→ EXERCISE DETAILS
Update the items below by replacing every "Where can you spot" with "Where do you see" and changing nothing else. Leave the pictures out of your answer.

→ RECORD LIST

# # #

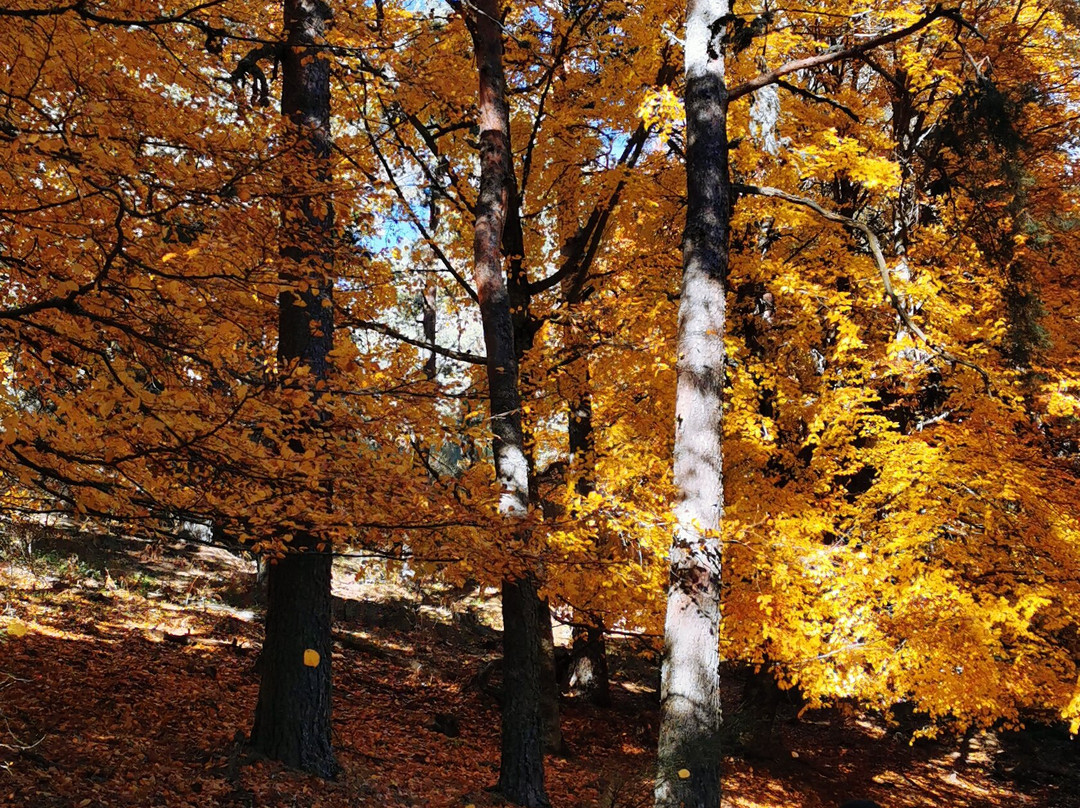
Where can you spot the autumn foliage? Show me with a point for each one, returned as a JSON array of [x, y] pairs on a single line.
[[901, 467]]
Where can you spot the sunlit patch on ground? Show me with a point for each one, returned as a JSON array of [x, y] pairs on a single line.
[[125, 692]]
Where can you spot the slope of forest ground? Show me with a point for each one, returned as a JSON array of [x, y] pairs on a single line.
[[136, 677]]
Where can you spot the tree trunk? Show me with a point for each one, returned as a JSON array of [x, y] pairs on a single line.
[[553, 741], [589, 674], [293, 715], [689, 757], [521, 772], [521, 776]]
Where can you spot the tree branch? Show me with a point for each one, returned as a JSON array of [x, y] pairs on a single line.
[[882, 267], [831, 56]]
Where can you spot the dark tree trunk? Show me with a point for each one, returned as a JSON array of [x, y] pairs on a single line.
[[589, 674], [293, 715], [761, 697], [521, 772], [428, 305], [521, 776], [688, 772], [553, 741]]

# # #

→ FULL SOLUTION
Where do you see the autumn foliage? Show me with a point for each one, returned as a JSON array of [x, y] pairs on a single line.
[[901, 467]]
Where do you see the sunlit patch on ground? Show me with a point for each one, returned as a JSON array of [x, y] pairs on a single line.
[[125, 692]]
Where do you see the slope of forest ground? Show me with a point for each one, returned as a JSON array of [x, y] pairs on a single line.
[[136, 677]]
Where do you see the tree trunk? Show me with a point for each one, returned as a JSON array of [x, y] pairs on a single line.
[[553, 741], [589, 674], [293, 715], [689, 757], [521, 772], [521, 776]]
Where do you see the tree branch? Show me with a point for each one, returned as a JSON array of [x, y] pairs on a single line.
[[882, 267], [831, 56]]
Where do you see the dark tree trunk? Show me with a point for each one, returned as a JSON array of [x, y] pairs on a single line.
[[589, 674], [293, 715], [761, 697], [521, 772], [428, 305], [521, 776], [688, 772], [553, 741]]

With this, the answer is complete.